___ Input data

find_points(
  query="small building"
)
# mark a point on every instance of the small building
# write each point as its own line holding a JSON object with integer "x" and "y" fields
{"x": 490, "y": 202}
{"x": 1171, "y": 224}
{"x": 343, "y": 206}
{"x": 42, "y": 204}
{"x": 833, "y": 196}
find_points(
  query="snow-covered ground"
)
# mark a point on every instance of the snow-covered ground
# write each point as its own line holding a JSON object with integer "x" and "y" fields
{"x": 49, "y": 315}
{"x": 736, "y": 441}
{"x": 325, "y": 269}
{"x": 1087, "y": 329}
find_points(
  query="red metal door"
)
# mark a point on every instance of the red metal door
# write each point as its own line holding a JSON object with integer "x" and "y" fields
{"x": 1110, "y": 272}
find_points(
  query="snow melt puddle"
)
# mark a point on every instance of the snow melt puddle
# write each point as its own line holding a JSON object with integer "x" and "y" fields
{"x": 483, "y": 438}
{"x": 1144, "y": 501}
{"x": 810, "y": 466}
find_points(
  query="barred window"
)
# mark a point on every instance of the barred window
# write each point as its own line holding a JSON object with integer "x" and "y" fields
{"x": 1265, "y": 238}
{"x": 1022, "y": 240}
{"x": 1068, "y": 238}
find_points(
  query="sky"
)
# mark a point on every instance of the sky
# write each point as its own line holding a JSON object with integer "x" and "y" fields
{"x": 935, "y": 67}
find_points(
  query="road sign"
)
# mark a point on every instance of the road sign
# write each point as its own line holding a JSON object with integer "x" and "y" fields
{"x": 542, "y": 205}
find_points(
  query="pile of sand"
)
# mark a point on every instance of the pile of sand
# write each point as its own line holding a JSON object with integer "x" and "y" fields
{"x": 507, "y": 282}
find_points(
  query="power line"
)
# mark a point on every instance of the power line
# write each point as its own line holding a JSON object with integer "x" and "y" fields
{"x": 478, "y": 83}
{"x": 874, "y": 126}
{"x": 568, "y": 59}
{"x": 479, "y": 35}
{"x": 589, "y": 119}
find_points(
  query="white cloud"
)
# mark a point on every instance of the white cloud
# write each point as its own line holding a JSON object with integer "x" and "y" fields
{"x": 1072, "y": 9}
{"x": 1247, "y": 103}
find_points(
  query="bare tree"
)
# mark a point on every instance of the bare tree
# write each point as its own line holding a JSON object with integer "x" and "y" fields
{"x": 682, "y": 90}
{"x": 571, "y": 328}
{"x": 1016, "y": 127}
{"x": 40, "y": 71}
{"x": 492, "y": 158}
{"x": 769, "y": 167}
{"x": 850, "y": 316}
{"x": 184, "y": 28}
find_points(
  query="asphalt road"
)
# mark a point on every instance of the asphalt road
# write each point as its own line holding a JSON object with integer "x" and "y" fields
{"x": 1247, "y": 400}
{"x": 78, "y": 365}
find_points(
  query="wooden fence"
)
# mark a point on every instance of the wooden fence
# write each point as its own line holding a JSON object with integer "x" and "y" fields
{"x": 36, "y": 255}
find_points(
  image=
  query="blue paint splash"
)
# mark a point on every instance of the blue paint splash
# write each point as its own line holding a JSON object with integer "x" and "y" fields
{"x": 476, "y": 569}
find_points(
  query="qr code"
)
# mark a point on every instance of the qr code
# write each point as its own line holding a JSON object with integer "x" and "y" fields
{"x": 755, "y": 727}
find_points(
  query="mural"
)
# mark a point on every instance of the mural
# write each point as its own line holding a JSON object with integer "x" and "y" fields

______

Among the records, find every line holding the word "power" and copy it.

  query="power line"
# mark a point on every instance of the power line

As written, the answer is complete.